* _Tasks_
1 – In Lord Flight's speech on the Queen's Speech, check whether each statement agrees: (a) Lord Flight predicted UK growth of 3% by the 2015 election. (b) Lord Flight wants the Bank of England to hold off on raising interest rates. (c) Health and welfare spending together make up about a quarter of all government spending. Answer yes or no for each, and quote the deciding words.
2 – Using Lord Flight's speech on the Queen's Speech, answer these questions:
(a) How much money does the speech say the Chancellor printed?
(b) At what level does inflation remain, according to the speech?
(c) What yearly structural deficit does the speech cite?
3 – Continue Lord Flight's speech on the Queen's Speech, starting after its last sentence.

* _Excerpt to read_
-- start --

UK Parliament / Open data

Queen’s Speech

Proceeding contribution from Lord Flight (Conservative) in the House of Lords on Thursday, 5 June 2014. It occurred during Queen's speech debate on Queen’s Speech.

My Lords, it was healthy to see that the gracious Speech put in big letters up front that the key objective was to get the economy growing. That must surely be in the interests of all people. I cannot help thinking that that is not a bad criterion against which to measure individual policies: are they going to be good or bad for economic growth? Perhaps if President Hollande had done that, he would have avoided causing the French economy so much damage.

I add my congratulations to the Chancellor on having got our economy back to decent growth. I well remember that not long ago the IMF was rapping us over the knuckles, saying that we had not got it right. In a sense, you cannot blame the Labour Party for offering criticism; it is its job to oppose. However, three years ago I predicted that growth in the UK would be 3% by the time of the 2015 election. At that time people thought that I was not being particularly sensible, but that is about what it will be. As has been pointed out, this has been achieved while inflation remains healthily under 2%.

In essence, the Chancellor has taught Hayek but mostly done Keynes by printing £180 billion of money and continuing to run a budgetary deficit of well over £100 billion. If that is not Keynes, I am not sure what is, but it is fair to say that that was needed after a 7% crash in the British economy, just as Keynes was needed and was successful in the 1930s. The issue is when you turn down the Keynesian gas and revert to more standard economic management.

I also particularly welcomed in the gracious Speech the incentives for shale gas exploitation, the new collective defined contributions pension schemes and the proposals for streamlining planning approvals. Two of my children and I have been involved in the planning process over the past year. It is a complete nightmare and extremely expensive, involving environmental this and planning that—all for fairly simple and straightforward things. It is blindingly obvious that the problem is lack of supply because of the extent to which our planning system has become so complicated.

I have only one reservation for the near term: I hope that the Bank of England does not leave it too late to start to nudge up interest rates, particularly given that the economy has returned to normal, because the obvious risk is that when rates are increased they will have to be put up by a greater quantum, which would have more of a shock effect on the economy at the time.

However, we are not adequately talking about two big issues. One is that, taken together, health spending and the totality of welfare expenditure are now running at around £350 billion per annum—close to half of all government spending. As Mrs Merkel said in a different way, that expenditure is growing much faster than tax revenues or the economy. It is simply not sustainable in the long term, and it is particularly in the areas of welfare spending and the unfunded costs of ageing that Governments are going to have to think again. If they do not, there will be major economic problems in the future.

This is also reflected by the fact that we currently have a structural deficit of around £100 billion per annum. Although some of that can be addressed—as much as possible, hopefully—by economic growth and rising tax revenues, I do not think it will all be dealt with thus. We have reached the stage of economic recovery where those issues need to be thought about in a little greater depth and the can not kicked down the road.

-- end --

* _Data records_
-- start --

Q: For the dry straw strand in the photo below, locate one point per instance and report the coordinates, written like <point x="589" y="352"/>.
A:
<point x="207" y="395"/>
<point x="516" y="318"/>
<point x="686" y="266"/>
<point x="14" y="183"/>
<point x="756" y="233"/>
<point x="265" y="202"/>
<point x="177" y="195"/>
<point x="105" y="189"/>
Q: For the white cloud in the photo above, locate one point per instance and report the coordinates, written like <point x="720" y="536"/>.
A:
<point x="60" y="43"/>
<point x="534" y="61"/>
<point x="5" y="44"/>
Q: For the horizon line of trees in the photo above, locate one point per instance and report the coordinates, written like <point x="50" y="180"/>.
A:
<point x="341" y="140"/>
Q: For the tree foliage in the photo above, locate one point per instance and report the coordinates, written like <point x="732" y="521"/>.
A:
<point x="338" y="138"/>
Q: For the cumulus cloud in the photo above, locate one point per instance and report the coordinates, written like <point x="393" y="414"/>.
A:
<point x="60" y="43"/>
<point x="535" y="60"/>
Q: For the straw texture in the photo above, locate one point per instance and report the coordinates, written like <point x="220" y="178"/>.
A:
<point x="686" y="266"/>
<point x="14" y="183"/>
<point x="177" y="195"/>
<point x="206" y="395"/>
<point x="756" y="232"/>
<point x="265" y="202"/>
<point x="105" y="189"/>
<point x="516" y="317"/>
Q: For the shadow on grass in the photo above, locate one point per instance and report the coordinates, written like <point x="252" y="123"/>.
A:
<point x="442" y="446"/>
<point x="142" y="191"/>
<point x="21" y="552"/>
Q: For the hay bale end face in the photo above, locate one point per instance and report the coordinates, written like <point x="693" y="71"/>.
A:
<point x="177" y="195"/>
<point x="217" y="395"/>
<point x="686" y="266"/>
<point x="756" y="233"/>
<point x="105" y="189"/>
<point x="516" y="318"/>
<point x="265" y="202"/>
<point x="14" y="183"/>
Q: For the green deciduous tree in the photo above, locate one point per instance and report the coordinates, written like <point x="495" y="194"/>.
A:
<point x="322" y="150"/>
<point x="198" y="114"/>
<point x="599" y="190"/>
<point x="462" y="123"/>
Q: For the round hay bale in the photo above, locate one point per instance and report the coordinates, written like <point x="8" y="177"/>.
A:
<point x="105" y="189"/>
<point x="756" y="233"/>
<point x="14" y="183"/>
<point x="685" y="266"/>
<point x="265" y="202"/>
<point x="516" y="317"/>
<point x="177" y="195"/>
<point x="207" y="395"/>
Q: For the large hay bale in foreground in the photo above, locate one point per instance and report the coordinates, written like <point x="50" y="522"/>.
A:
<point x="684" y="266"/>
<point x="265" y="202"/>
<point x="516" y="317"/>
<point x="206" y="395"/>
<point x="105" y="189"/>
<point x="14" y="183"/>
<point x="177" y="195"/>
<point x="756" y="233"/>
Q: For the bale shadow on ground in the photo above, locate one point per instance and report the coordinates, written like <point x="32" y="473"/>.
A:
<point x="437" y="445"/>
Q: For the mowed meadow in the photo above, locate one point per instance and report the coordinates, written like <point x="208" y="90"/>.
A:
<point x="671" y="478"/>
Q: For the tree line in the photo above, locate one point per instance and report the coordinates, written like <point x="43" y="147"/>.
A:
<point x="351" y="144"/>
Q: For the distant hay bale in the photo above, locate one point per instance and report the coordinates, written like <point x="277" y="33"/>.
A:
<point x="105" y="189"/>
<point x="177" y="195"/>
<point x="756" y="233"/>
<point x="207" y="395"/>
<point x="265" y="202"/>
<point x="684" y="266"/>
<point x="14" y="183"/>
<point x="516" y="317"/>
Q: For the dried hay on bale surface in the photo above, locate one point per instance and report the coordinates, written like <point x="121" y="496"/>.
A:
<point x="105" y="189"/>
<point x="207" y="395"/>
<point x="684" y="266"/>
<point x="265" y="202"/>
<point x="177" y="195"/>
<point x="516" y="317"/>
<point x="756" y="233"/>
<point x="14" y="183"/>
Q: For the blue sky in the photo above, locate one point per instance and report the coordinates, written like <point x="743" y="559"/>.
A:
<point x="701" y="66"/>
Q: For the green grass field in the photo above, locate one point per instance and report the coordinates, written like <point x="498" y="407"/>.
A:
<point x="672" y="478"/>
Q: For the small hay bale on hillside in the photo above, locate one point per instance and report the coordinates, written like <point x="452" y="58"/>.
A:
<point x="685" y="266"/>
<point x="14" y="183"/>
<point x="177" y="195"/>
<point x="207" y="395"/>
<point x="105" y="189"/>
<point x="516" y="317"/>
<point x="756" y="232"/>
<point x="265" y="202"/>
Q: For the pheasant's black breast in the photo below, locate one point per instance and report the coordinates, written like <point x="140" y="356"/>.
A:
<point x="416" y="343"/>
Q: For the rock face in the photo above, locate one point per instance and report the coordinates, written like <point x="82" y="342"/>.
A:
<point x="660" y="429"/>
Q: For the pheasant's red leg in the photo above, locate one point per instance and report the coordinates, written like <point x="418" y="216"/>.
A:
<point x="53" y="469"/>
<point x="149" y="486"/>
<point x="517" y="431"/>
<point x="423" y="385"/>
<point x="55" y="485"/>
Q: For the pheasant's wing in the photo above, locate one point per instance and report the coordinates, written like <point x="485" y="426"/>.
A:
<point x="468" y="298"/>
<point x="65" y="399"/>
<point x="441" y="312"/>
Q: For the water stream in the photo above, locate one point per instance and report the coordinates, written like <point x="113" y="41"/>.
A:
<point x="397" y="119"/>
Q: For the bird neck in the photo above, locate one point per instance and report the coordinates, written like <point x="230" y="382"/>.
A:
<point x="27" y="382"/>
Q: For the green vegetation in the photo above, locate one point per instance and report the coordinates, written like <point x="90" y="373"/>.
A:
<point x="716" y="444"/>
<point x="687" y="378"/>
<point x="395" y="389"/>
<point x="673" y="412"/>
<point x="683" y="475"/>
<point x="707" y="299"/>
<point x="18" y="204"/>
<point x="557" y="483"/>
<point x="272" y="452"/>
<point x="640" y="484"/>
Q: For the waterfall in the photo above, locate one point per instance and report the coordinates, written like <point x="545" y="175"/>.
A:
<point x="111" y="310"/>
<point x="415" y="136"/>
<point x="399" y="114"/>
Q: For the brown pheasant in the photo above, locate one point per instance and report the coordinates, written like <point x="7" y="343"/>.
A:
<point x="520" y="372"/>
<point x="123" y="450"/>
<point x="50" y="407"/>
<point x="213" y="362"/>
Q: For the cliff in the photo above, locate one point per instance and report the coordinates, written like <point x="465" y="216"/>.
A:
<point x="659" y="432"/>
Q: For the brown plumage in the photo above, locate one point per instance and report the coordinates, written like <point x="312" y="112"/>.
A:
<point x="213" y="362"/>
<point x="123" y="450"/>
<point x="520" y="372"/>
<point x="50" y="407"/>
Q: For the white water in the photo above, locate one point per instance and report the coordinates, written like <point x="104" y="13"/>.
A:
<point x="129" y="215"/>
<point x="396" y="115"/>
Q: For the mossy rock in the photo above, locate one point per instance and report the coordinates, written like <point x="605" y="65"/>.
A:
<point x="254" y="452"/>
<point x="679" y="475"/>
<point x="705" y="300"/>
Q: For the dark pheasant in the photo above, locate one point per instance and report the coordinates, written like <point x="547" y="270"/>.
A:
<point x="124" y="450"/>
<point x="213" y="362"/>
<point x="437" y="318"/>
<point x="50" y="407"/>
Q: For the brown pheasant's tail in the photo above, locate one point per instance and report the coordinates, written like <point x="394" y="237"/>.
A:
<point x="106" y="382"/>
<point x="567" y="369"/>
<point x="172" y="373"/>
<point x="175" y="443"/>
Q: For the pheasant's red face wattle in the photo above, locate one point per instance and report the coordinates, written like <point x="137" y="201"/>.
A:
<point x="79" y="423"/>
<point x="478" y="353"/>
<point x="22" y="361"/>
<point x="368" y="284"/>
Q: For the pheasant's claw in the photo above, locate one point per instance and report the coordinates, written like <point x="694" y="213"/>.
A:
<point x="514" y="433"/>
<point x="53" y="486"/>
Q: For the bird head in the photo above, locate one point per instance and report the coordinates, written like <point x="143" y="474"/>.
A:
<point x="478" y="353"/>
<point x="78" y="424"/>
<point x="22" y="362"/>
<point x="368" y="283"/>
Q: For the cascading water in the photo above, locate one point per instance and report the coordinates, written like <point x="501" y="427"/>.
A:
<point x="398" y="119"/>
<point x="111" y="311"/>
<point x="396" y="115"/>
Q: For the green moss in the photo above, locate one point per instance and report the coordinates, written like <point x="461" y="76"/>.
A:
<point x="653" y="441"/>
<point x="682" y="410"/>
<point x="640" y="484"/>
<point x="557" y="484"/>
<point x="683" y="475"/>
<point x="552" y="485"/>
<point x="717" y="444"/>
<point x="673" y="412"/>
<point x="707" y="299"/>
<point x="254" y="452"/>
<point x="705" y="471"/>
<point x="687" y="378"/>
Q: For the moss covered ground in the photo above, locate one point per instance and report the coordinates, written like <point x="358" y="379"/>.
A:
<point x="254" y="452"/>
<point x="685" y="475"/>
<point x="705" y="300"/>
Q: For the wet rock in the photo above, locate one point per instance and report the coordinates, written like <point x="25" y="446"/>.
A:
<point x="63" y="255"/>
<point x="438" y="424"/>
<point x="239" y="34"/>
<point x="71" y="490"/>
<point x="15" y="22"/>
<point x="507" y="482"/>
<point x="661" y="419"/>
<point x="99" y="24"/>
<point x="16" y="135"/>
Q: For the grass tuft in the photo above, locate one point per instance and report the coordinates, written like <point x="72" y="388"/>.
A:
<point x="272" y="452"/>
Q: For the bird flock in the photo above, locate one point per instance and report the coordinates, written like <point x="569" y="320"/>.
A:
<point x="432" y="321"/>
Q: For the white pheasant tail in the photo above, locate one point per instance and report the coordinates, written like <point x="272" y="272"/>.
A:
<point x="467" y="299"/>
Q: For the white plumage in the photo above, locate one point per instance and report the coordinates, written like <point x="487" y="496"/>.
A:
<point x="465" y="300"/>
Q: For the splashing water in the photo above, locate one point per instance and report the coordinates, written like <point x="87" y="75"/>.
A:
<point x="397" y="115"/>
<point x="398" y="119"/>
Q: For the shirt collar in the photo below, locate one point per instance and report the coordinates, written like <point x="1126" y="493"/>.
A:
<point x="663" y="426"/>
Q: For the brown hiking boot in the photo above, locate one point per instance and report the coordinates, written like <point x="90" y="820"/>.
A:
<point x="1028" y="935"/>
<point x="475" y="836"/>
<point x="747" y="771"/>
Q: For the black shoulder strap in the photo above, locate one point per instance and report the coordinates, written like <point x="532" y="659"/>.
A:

-- end --

* _Written responses_
1 –
(a) Yes: "three years ago I predicted that growth in the UK would be 3% by the time of the 2015 election"
(b) No: "I hope that the Bank of England does not leave it too late to start to nudge up interest rates"
(c) No: "close to half of all government spending"

2 –
(a) £180 billion
(b) Healthily under 2%
(c) Around £100 billion per annum

3 –
The second issue is savings and productivity performance. We need a savings rate of around 10%; it is more like 3%. Productivity growth since 2005 has been virtually zero overall. Manufacturing productivity has grown reasonably, but in the service industry—unbelievably—it has declined. The two obviously interrelate, in part because savings equals investment: if we have low savings we are likely to get low investment. However, that is not the only cause. Low levels of saving have been a major cause of poor productivity growth for over a decade. One cannot but observe that this goes back to the introduction of tax credits around 2004. I remember when the Heath Government brought in similar proposals to subsidise employment with their negative income tax proposals. The then leadership of the Labour Party—I use their arguments from 2004-05—warned that, if we do subsidise employment,

we run the risk of having excessive employment in areas that are not growing, of discouraging people from getting skilled up, and of damaging productivity growth, just as the Speenhamland system did in the early part of the 19th century. The whole equation of savings, productivity growth and tax credits needs to be looked at in a little more depth.

Since 1997, the savings rate has also been driven down by the destruction of what was the best pension system in Europe. That destruction has been caused partly by overburdening final salary schemes, partly by the 1997 tax rate and partly by continuous tinkering with the rules. I very much hope that the gracious Speech will mark much more constructive thinking by the Government about pensions and retirement saving. That is how we can practically get the savings rate back up and generate the funds we need for investment in this country.

Again, a by-product of the inadequate savings rate has been, as I think was pointed out by the noble Lord, Lord Adonis, a current account deficit that has now risen to over 5%. For nearly 20 years we have financed that by selling off companies and the family silver. I will not say that that is running out, but there may come a time when it will not be in the national interest to keep on selling assets to pay for current consumption.

I repeat that there has not been in economic policy an adequate focus on the two key areas of savings and productivity growth, but there are three good news territories that I will focus on which I see in the commercial bit of my life. One is a wonderful explosion in entrepreneurship and a new-technology industrial revolution that is going on. I have to admit that a lot of the latter is in London—I will come back to that point—but I do not believe that the figure of 4.5 million self-employed is a reflection on people not being able to get contractual work; I think that a lot of it is voluntary. Something like one-third of young people now want to be entrepreneurs. In my generation everyone wanted to be a civil servant or work for a large corporation. Now, people are much bolder and much more imaginative, and this country, more than any other, is really exploiting the new technology that is coming up. Therefore, I think that there is very good news for the future beneath the surface.

Secondly, I think that we should welcome and not resent the success of London. Jobs in London are reckoned to be 39% more productive than jobs in the rest of the UK. It has more people employed in highly skilled, knowledge-based industries than any capital anywhere in the world. At the end of the day, this is generating the tax revenues that will help stimulate other parts of the country. I find it disappointing when people talk almost in terms of being jealous of London’s success because it is not matched at present by parallel success in other parts of the country. Let us remember that in the 19th century Manchester and Birmingham were doing brilliantly and London was not doing so well. Therefore, things swing to and fro.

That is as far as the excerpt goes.